**ASSIGNMENT:** Reproduce all the data exactly, without pictures.

[Region pointing data]
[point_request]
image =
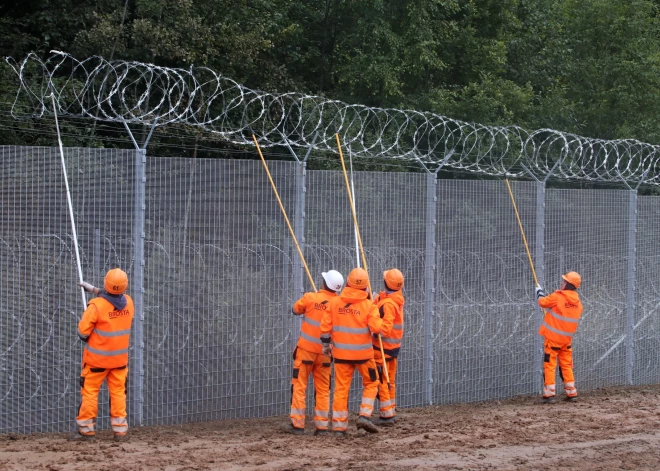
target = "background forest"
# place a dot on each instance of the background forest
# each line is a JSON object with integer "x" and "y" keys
{"x": 589, "y": 67}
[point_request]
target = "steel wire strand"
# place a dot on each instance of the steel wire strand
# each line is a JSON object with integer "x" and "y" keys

**SOLUTION FOR THIS PROBLEM:**
[point_request]
image =
target = "background forest"
# place a dot on each instance of the background forest
# each line is a JSON object with integer "x" and "y" keys
{"x": 589, "y": 67}
[point_request]
target = "steel wire strand"
# place a dot on each instance of the steel wire strand
# each line is a JSON object with integer "x" and "y" keys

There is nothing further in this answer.